Aim of the exercise:
Rewrite the lines below as a numbered list, skipping any blank lines and leaving out the pictures.

++++ Data for analysis

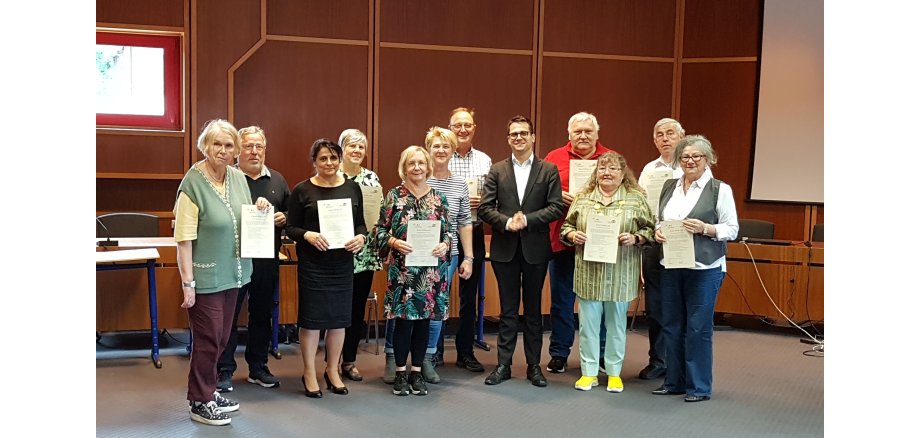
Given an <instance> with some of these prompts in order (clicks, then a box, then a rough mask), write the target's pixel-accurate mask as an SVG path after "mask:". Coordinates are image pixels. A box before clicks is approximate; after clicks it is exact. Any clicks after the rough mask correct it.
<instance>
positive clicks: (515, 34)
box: [379, 0, 536, 50]
mask: <svg viewBox="0 0 920 438" xmlns="http://www.w3.org/2000/svg"><path fill="white" fill-rule="evenodd" d="M535 3H536V2H535V1H534V0H505V1H493V0H467V1H462V2H458V1H451V0H406V1H386V0H383V1H381V2H380V11H379V13H380V41H385V42H395V43H410V44H433V45H450V46H471V47H492V48H503V49H523V50H531V49H533V22H534V4H535Z"/></svg>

++++++++

Result:
1. Given an <instance> with some of these prompts in order (clicks, then a box, then a rough mask), write the target's pixel-accurate mask as an SVG path after "mask:". Coordinates are image pixels. A box before clicks is approximate; after clicks it is exact. Any clicks after the rough mask correct it.
2. <instance>
3. positive clicks: (515, 34)
4. box: [379, 0, 536, 50]
5. mask: <svg viewBox="0 0 920 438" xmlns="http://www.w3.org/2000/svg"><path fill="white" fill-rule="evenodd" d="M535 3H536V2H535V1H534V0H505V1H493V0H467V1H462V2H458V1H451V0H406V1H386V0H383V1H381V2H380V11H379V13H380V41H385V42H395V43H410V44H433V45H450V46H471V47H492V48H503V49H523V50H531V49H533V22H534V4H535Z"/></svg>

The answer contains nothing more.